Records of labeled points
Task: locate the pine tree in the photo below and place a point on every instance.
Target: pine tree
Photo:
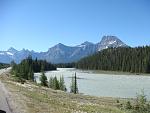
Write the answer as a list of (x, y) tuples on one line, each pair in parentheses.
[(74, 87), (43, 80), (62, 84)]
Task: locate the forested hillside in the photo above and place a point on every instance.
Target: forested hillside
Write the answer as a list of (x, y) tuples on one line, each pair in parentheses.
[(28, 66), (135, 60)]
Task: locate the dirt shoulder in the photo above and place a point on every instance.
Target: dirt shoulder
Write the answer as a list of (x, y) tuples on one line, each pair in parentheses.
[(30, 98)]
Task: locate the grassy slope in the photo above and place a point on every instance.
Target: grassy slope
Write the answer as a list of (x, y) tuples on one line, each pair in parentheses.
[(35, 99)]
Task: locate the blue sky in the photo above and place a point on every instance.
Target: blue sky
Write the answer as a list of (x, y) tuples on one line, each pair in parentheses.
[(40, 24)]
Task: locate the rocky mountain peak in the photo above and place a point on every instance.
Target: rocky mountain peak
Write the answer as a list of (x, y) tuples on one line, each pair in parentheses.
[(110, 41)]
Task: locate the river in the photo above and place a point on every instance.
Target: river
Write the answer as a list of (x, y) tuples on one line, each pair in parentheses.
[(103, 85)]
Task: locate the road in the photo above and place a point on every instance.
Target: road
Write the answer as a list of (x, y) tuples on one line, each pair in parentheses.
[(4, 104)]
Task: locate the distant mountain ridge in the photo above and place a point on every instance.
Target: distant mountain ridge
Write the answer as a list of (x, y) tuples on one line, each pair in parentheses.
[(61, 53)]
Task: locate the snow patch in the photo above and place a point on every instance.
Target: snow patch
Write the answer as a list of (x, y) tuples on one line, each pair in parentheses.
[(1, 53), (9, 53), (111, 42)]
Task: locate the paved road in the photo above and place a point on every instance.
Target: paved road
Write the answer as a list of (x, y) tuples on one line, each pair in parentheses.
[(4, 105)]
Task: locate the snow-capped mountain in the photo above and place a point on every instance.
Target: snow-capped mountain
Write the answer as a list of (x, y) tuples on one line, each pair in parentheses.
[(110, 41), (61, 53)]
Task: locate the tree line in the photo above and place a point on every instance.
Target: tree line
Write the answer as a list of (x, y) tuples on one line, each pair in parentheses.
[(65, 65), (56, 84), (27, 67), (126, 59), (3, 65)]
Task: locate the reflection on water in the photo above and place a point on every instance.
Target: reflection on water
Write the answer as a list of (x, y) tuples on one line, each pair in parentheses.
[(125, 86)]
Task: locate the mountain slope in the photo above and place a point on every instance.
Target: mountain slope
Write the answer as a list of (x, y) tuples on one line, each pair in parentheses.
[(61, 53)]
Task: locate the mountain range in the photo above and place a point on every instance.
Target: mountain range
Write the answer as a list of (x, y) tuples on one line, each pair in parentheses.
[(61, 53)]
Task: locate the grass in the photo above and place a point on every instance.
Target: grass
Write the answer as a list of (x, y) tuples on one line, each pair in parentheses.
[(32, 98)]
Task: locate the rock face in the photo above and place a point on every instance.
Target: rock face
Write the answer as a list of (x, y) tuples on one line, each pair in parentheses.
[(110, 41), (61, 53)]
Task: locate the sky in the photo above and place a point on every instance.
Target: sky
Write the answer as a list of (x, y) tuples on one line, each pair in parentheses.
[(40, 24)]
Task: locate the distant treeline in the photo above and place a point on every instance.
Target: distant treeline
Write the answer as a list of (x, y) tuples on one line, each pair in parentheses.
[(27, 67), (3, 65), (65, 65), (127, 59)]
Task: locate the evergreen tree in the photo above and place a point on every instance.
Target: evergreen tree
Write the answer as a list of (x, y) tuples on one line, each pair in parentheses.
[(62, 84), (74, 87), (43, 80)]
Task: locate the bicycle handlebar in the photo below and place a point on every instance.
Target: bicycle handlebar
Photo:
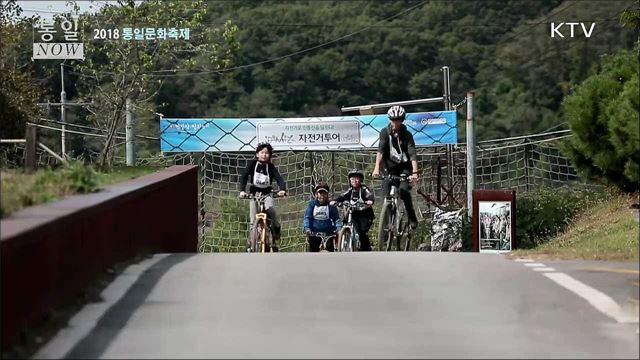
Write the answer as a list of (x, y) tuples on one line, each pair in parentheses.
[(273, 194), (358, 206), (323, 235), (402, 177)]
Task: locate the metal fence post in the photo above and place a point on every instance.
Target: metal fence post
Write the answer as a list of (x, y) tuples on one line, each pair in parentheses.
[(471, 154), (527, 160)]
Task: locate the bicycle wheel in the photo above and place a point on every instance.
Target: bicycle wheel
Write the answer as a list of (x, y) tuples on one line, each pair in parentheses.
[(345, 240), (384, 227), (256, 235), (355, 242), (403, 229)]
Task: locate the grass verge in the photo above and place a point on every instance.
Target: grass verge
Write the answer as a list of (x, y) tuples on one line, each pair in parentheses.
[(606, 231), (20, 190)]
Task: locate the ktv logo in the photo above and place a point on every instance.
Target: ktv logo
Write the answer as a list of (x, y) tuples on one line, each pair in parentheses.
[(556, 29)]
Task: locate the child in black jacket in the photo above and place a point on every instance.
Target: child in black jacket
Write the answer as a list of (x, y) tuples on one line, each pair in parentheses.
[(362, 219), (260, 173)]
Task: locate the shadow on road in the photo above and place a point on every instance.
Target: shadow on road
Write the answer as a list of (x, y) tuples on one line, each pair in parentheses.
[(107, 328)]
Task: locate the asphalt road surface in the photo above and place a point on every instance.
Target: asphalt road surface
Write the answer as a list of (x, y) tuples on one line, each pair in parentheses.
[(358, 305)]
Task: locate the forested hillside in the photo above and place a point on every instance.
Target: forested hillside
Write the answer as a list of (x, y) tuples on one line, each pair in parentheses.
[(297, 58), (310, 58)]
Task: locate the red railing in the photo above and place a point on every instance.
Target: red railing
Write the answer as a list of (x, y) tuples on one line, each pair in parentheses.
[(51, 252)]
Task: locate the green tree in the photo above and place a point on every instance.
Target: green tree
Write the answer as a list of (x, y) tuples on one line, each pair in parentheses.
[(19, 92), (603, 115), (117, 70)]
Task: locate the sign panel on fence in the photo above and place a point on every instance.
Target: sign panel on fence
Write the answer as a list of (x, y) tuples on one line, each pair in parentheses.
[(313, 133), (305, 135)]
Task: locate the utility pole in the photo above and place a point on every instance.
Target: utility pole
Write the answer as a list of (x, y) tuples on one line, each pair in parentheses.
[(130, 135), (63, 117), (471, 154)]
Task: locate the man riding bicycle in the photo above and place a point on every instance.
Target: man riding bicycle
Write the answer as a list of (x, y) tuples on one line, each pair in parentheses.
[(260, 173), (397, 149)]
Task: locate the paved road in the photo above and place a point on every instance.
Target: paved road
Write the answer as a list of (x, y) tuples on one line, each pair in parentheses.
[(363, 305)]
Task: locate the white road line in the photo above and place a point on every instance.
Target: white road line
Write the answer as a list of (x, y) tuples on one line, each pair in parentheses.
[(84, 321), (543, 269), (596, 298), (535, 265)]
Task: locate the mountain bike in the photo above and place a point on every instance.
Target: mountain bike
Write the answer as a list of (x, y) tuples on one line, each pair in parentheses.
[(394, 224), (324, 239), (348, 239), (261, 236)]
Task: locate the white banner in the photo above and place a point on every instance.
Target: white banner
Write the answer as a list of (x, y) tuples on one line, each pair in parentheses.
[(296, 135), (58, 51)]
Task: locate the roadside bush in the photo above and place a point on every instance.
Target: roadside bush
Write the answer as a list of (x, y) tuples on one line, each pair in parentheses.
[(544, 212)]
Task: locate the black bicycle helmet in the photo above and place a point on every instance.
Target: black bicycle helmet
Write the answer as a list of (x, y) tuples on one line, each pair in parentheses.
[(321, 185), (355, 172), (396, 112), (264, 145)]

...

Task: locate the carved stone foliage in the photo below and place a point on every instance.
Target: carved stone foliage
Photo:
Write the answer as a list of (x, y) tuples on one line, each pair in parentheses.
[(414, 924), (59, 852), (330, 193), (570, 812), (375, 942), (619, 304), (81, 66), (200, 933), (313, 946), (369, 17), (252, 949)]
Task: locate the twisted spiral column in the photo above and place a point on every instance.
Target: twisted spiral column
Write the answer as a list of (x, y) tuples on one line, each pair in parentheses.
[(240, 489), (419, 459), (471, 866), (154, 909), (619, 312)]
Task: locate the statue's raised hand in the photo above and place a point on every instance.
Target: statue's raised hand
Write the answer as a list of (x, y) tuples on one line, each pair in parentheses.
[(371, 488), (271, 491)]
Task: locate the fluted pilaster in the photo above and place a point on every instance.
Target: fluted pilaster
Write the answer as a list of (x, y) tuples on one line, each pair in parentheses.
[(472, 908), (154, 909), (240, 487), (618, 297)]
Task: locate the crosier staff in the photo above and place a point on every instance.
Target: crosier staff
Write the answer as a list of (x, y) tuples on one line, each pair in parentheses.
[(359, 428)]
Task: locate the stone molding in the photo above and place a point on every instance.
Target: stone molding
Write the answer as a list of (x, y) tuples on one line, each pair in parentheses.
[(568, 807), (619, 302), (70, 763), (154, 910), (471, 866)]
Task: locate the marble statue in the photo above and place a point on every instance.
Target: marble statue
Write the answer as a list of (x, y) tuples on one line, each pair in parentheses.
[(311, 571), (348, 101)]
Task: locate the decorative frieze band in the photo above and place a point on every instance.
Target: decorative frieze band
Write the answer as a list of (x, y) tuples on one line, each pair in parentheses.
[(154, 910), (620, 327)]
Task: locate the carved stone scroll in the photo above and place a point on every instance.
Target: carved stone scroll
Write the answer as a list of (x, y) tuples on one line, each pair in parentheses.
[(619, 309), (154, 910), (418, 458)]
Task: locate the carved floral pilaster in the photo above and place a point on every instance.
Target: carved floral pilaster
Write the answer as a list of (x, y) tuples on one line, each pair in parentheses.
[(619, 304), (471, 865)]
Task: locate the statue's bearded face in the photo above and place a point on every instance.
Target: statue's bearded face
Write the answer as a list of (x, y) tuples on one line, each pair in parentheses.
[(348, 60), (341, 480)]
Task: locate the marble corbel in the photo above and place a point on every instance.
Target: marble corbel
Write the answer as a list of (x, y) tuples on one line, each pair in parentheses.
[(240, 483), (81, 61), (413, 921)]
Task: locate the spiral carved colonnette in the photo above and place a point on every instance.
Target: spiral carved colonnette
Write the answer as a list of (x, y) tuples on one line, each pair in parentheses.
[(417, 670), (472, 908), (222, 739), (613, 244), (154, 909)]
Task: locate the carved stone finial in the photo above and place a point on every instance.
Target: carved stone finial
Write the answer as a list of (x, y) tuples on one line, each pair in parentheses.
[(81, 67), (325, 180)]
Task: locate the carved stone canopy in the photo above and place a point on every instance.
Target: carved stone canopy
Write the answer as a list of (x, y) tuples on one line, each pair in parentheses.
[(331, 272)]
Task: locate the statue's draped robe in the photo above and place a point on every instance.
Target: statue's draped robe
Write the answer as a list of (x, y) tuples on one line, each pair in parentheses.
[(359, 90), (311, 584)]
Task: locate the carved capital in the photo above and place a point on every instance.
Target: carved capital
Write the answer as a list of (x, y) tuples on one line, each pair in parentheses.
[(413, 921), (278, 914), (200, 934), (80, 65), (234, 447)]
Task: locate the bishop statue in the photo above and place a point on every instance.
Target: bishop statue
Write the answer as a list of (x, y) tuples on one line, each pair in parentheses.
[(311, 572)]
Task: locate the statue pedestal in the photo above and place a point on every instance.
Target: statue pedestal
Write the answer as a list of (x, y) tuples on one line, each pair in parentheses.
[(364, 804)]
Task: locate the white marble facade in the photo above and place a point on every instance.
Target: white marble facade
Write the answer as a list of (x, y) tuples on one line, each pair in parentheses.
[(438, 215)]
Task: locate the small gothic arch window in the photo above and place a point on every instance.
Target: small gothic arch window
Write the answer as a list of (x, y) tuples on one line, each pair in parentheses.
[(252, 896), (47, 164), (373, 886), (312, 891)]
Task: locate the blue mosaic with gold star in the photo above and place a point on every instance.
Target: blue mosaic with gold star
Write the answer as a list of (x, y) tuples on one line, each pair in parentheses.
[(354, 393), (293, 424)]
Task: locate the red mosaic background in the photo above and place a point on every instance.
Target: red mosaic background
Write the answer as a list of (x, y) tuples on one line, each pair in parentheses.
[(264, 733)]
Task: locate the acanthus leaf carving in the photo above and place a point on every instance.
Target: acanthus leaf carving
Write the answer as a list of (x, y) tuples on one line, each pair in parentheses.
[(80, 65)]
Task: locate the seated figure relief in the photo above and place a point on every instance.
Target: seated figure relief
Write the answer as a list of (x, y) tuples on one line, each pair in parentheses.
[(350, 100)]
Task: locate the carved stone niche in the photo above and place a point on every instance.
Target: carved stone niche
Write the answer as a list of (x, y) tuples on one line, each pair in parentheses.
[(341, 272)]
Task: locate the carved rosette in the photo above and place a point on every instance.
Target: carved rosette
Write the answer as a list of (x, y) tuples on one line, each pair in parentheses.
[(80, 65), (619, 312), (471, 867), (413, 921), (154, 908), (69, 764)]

Exercise brief
Convert the lines above, starting at the line that contains "Task: locate the spiral" and ending at the line that contains "[(359, 90), (311, 584)]", into a numbered list with blank lines left out.

Complete output
1. Task: locate the spiral carved colonnette in the photo above and place a point on every instance.
2. Target: spiral carved colonnette
3. Write the answer as a list of (x, y) tuples on one line, each pair in parentheses.
4. [(417, 670), (472, 908), (222, 739), (613, 244), (154, 909)]
5. Task: locate the carved stone finial in the photo above and place a point on every instance.
6. Target: carved stone finial
7. Write the answer as a list of (x, y) tuples on one line, each pair in parentheses.
8. [(81, 67), (325, 180)]
9. Task: locate the carved stone canopy in the photo above and place a point on every instance.
10. Target: carved stone canopy
11. Write the answer as a list of (x, y) tuples on one line, each pair in parentheses.
12. [(331, 272)]
13. Task: locate the statue's draped robe in the photo above and place a point on every instance.
14. Target: statue's draped robe
15. Write the answer as a list of (x, y) tuples on one line, each pair in parentheses.
16. [(359, 90), (311, 584)]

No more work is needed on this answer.